** START Records supplied **
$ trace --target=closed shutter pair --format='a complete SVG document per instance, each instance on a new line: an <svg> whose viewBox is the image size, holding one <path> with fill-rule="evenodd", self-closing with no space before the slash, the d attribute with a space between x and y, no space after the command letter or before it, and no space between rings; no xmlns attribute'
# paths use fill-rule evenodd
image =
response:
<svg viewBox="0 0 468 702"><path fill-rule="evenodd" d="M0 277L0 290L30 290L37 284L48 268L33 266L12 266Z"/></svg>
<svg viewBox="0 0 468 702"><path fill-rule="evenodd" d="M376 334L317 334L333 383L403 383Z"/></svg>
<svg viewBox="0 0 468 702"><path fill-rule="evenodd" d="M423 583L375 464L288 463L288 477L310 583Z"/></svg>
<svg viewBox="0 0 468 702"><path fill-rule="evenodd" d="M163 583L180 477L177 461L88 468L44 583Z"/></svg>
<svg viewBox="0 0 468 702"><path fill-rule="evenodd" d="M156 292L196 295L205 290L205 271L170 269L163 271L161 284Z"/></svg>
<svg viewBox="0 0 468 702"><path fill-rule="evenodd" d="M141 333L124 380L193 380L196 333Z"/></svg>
** END Records supplied **
• [Task objective] Copy out every line of the listing above again, with no changes at all.

• [Solution below]
$ trace --target=closed shutter pair --format='a complete SVG document per instance, each instance on a new line: an <svg> whose viewBox is the image size, holding one <path> with fill-rule="evenodd", self-closing with no space before the slash, the d attribute with a space between x and y, no space after the command letter or before it, and no space between rings; no xmlns attribute'
# paths use fill-rule evenodd
image =
response:
<svg viewBox="0 0 468 702"><path fill-rule="evenodd" d="M0 277L0 290L30 290L37 284L48 268L33 266L12 266Z"/></svg>
<svg viewBox="0 0 468 702"><path fill-rule="evenodd" d="M376 334L317 334L333 383L403 383Z"/></svg>
<svg viewBox="0 0 468 702"><path fill-rule="evenodd" d="M423 583L375 464L288 463L288 477L310 583Z"/></svg>
<svg viewBox="0 0 468 702"><path fill-rule="evenodd" d="M163 583L180 477L177 461L88 468L44 583Z"/></svg>
<svg viewBox="0 0 468 702"><path fill-rule="evenodd" d="M156 292L196 295L205 290L205 271L170 269L163 271L161 284Z"/></svg>
<svg viewBox="0 0 468 702"><path fill-rule="evenodd" d="M141 333L124 380L193 380L196 333Z"/></svg>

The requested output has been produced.